Leonard Kiplimo Barsoton  (born 21 October 1994) is a Kenyan long-distance runner who competes mainly in cross country running and track events. He has represented his country twice at the IAAF World Cross Country Championships and was a silver medallist over 10,000 metres at the African Games.

Career
After starting his career based in Japan, Barsoton emerged as a junior athlete in 2013 by placing second to Ronald Kwemoi at the national cross country trials. He was chosen for the junior team at the 2013 IAAF World Cross Country Championships and claimed the silver medal in both the individual and team races, having finished adrift of the comfortable favourite Hagos Gebrhiwet. After a runner-up finish behind Bedan Karoki at the Kenyan Cross Country Championships, he led Kenya to a sweep of the medals at the 2014 African Cross Country Championships, winning the race with his teammates Kipruto Kangogo, Rono Cherop and Solomon Kirwa Yego completing the top four. He also proved himself on the track that year with a 10,000 metres best of 27:20.74 minutes, ending the year fifth on the world rankings.
|---|
Exercise tasks:
1. Please duplicate the runner profile word for word, everything from "Leonard Kiplimo Barsoton" down to "the African Games.".
2. According to the runner profile, who finished ahead of Barsoton at the Kenyan Cross Country Championships?
Rely only on the runner profile above for what follows.

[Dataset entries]
|---|
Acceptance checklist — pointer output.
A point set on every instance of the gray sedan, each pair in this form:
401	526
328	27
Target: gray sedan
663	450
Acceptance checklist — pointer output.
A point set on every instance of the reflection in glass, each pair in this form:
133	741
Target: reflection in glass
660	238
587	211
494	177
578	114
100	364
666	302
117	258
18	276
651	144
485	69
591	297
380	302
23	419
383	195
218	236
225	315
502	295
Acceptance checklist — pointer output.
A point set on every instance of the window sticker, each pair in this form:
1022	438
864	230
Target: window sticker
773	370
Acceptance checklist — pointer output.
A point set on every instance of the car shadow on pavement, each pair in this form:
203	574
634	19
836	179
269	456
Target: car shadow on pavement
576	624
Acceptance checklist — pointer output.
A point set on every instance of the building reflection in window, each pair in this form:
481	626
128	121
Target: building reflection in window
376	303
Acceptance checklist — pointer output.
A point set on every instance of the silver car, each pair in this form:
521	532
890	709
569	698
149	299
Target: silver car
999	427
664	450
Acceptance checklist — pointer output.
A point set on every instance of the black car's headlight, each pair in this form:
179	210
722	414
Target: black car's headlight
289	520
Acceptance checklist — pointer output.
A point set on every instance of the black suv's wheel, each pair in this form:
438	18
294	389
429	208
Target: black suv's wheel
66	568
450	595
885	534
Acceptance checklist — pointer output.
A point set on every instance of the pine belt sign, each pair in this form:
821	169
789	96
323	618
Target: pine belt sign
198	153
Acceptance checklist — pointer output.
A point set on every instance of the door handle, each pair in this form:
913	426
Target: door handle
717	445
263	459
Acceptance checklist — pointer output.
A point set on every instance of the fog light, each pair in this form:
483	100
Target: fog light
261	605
|---|
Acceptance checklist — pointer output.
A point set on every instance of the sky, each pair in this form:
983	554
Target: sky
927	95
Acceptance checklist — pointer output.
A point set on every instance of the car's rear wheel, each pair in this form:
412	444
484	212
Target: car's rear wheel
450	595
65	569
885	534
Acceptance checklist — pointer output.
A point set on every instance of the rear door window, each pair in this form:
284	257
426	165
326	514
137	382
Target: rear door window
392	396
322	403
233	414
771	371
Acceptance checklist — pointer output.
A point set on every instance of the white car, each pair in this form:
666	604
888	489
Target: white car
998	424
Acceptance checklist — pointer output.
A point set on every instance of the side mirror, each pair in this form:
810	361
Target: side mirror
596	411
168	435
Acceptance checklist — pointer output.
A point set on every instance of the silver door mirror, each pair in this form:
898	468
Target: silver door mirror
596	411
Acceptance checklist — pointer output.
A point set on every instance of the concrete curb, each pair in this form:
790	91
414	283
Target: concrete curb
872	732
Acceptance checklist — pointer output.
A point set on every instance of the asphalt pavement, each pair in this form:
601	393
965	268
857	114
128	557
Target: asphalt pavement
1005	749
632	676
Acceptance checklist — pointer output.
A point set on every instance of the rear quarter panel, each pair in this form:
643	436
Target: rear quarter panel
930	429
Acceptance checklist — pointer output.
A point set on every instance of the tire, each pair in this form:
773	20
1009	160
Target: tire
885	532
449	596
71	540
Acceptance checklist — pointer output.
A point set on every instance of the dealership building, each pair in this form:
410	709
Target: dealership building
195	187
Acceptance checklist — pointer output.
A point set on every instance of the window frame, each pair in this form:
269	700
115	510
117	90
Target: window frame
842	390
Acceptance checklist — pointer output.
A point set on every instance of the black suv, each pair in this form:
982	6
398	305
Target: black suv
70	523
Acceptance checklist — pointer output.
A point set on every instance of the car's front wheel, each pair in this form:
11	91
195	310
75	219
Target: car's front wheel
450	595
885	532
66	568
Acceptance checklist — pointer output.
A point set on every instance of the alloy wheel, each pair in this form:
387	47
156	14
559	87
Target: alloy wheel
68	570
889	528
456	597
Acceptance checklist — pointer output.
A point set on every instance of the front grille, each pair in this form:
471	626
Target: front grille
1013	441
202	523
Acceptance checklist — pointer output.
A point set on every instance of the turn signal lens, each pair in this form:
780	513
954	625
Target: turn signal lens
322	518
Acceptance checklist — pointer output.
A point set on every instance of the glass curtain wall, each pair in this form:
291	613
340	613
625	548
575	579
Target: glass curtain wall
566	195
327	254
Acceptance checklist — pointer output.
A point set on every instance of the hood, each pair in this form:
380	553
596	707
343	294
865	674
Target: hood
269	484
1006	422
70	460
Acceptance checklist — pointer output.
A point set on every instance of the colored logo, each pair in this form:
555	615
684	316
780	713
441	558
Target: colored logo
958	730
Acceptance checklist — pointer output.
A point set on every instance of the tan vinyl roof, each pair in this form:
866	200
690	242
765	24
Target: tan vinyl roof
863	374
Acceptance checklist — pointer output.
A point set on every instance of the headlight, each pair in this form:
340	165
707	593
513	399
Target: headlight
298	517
|---|
Results for each task:
1.
Leonard Kiplimo Barsoton  (born 21 October 1994) is a Kenyan long-distance runner who competes mainly in cross country running and track events. He has represented his country twice at the IAAF World Cross Country Championships and was a silver medallist over 10,000 metres at the African Games.

2. Bedan Karoki